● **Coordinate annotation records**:
%%
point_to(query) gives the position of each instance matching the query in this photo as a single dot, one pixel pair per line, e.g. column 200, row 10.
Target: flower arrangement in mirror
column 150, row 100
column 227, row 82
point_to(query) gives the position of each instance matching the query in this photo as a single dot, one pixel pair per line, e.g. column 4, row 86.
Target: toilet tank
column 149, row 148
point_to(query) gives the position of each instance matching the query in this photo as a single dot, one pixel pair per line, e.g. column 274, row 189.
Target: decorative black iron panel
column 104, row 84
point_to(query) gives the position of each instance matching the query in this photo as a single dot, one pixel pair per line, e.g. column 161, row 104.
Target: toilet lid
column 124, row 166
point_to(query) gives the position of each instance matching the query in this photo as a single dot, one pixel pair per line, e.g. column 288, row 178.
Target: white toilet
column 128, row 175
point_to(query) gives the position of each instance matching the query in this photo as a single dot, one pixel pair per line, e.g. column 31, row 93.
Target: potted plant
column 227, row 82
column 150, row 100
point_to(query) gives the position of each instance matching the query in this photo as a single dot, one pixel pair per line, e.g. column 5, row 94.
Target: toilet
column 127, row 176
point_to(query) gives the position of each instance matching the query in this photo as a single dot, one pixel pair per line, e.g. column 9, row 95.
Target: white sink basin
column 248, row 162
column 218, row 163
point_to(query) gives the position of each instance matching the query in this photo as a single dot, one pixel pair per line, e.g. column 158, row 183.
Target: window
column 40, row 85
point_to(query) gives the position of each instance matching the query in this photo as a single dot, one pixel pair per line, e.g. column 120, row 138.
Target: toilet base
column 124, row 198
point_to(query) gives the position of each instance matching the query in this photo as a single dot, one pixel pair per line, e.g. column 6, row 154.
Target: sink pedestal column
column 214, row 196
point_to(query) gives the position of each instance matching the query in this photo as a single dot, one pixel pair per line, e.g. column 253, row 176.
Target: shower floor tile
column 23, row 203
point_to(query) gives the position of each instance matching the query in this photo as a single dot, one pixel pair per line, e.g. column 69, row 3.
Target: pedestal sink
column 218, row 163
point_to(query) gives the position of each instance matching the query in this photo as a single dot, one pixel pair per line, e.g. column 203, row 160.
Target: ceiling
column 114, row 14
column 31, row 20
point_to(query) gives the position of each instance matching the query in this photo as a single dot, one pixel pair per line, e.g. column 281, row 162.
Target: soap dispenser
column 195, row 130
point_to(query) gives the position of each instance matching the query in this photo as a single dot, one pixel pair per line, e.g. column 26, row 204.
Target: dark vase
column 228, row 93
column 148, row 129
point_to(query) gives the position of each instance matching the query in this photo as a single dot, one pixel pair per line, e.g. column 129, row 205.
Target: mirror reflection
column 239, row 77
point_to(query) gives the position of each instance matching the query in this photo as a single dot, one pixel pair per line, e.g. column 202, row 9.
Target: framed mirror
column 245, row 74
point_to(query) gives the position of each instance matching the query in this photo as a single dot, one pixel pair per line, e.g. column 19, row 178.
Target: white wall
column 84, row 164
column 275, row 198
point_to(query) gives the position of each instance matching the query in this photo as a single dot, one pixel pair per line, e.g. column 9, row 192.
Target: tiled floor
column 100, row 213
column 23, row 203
%%
● **BRIEF**:
Copy word for word the records from the line containing "9, row 192." through the final line of the records.

● **EXERCISE ANSWER**:
point_to(query) gives the position of each instance matching the query in this photo as a single dot, one pixel pair per line, e.g. column 9, row 192.
Target: tiled floor
column 100, row 213
column 23, row 203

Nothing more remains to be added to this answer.